(Recorded data)
/---
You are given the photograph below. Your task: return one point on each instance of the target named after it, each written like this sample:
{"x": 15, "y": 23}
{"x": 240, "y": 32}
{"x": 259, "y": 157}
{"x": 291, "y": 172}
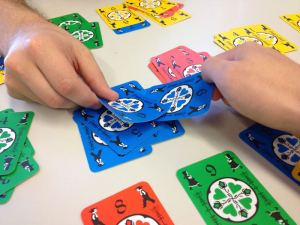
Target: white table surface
{"x": 65, "y": 185}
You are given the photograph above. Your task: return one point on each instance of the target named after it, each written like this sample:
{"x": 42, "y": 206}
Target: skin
{"x": 45, "y": 64}
{"x": 260, "y": 83}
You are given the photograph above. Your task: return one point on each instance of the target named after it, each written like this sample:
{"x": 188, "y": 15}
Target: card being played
{"x": 224, "y": 191}
{"x": 135, "y": 205}
{"x": 278, "y": 147}
{"x": 184, "y": 98}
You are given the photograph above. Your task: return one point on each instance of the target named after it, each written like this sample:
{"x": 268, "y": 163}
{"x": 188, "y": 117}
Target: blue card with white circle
{"x": 278, "y": 147}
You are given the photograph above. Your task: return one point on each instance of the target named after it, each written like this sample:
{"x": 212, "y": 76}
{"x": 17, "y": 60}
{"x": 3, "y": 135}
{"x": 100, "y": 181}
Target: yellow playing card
{"x": 1, "y": 76}
{"x": 119, "y": 16}
{"x": 154, "y": 7}
{"x": 177, "y": 17}
{"x": 271, "y": 37}
{"x": 293, "y": 20}
{"x": 296, "y": 171}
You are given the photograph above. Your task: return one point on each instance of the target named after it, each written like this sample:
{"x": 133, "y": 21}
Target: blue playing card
{"x": 278, "y": 147}
{"x": 121, "y": 136}
{"x": 134, "y": 27}
{"x": 99, "y": 155}
{"x": 171, "y": 129}
{"x": 132, "y": 105}
{"x": 188, "y": 97}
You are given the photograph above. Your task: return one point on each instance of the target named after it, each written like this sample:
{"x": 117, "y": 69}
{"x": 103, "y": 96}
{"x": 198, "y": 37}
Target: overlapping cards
{"x": 177, "y": 63}
{"x": 278, "y": 147}
{"x": 135, "y": 205}
{"x": 259, "y": 33}
{"x": 1, "y": 69}
{"x": 224, "y": 191}
{"x": 87, "y": 33}
{"x": 293, "y": 20}
{"x": 16, "y": 151}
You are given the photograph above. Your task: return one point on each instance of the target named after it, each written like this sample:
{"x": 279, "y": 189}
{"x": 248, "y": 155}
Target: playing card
{"x": 271, "y": 37}
{"x": 99, "y": 155}
{"x": 160, "y": 62}
{"x": 133, "y": 27}
{"x": 154, "y": 7}
{"x": 224, "y": 191}
{"x": 184, "y": 98}
{"x": 13, "y": 131}
{"x": 176, "y": 18}
{"x": 25, "y": 169}
{"x": 186, "y": 65}
{"x": 1, "y": 69}
{"x": 156, "y": 72}
{"x": 68, "y": 20}
{"x": 135, "y": 205}
{"x": 293, "y": 20}
{"x": 172, "y": 129}
{"x": 87, "y": 33}
{"x": 119, "y": 16}
{"x": 121, "y": 136}
{"x": 278, "y": 147}
{"x": 132, "y": 106}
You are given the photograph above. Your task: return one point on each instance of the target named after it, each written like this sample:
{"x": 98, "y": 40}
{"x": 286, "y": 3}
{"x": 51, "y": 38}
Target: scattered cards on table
{"x": 224, "y": 191}
{"x": 293, "y": 20}
{"x": 16, "y": 151}
{"x": 259, "y": 33}
{"x": 135, "y": 205}
{"x": 278, "y": 147}
{"x": 87, "y": 33}
{"x": 1, "y": 69}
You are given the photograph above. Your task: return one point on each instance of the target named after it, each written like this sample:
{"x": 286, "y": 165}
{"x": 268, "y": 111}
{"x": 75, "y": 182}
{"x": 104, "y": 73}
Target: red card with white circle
{"x": 136, "y": 205}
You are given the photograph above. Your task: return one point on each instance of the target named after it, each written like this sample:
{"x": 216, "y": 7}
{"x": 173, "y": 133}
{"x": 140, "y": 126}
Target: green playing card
{"x": 13, "y": 131}
{"x": 25, "y": 169}
{"x": 68, "y": 20}
{"x": 224, "y": 191}
{"x": 88, "y": 33}
{"x": 28, "y": 149}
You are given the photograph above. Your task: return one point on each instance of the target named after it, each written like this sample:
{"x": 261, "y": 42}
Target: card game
{"x": 137, "y": 131}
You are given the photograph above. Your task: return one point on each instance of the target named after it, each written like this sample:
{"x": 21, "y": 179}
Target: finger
{"x": 92, "y": 75}
{"x": 61, "y": 75}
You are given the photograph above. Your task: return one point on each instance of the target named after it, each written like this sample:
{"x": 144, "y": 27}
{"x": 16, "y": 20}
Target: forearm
{"x": 15, "y": 15}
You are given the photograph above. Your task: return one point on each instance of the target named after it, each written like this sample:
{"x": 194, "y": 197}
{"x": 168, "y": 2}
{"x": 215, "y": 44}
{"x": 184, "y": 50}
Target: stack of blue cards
{"x": 126, "y": 129}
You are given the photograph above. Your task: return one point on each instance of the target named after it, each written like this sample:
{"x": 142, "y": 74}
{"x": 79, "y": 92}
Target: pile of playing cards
{"x": 278, "y": 147}
{"x": 164, "y": 13}
{"x": 224, "y": 191}
{"x": 135, "y": 205}
{"x": 1, "y": 69}
{"x": 126, "y": 128}
{"x": 293, "y": 20}
{"x": 259, "y": 33}
{"x": 16, "y": 151}
{"x": 177, "y": 63}
{"x": 87, "y": 33}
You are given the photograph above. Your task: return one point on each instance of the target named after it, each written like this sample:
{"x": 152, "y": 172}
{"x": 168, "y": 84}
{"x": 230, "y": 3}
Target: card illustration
{"x": 224, "y": 191}
{"x": 135, "y": 205}
{"x": 278, "y": 147}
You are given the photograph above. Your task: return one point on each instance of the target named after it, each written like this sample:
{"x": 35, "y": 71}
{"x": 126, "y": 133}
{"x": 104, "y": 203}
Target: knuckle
{"x": 65, "y": 86}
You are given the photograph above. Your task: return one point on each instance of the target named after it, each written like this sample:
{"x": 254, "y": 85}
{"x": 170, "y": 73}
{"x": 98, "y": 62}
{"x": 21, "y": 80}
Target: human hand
{"x": 259, "y": 83}
{"x": 45, "y": 64}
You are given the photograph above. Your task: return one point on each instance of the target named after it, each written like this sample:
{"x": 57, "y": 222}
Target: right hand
{"x": 45, "y": 64}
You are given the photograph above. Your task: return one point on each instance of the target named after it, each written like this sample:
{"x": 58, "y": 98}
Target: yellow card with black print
{"x": 293, "y": 20}
{"x": 271, "y": 37}
{"x": 154, "y": 7}
{"x": 119, "y": 16}
{"x": 177, "y": 17}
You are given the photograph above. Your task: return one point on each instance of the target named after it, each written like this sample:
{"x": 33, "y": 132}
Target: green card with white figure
{"x": 224, "y": 191}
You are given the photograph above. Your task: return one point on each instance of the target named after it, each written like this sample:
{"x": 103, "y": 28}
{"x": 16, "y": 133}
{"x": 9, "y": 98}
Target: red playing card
{"x": 160, "y": 62}
{"x": 157, "y": 73}
{"x": 136, "y": 205}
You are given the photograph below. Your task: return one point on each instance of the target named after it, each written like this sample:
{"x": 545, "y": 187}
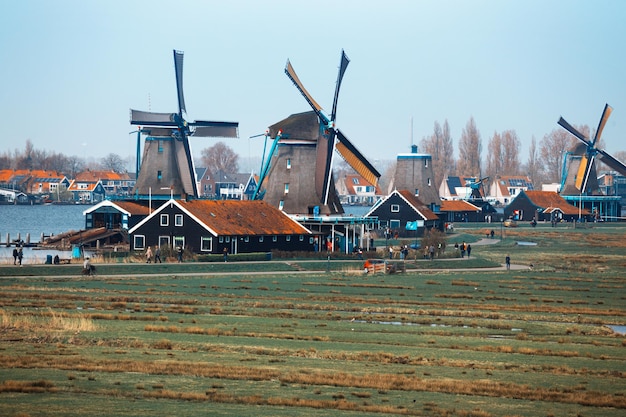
\---
-- Stated goal --
Select every line of the listing above that contains the word "blue", and copy those lines.

-- Response --
Target: blue card with white circle
Target: blue playing card
Target: stack of blue cards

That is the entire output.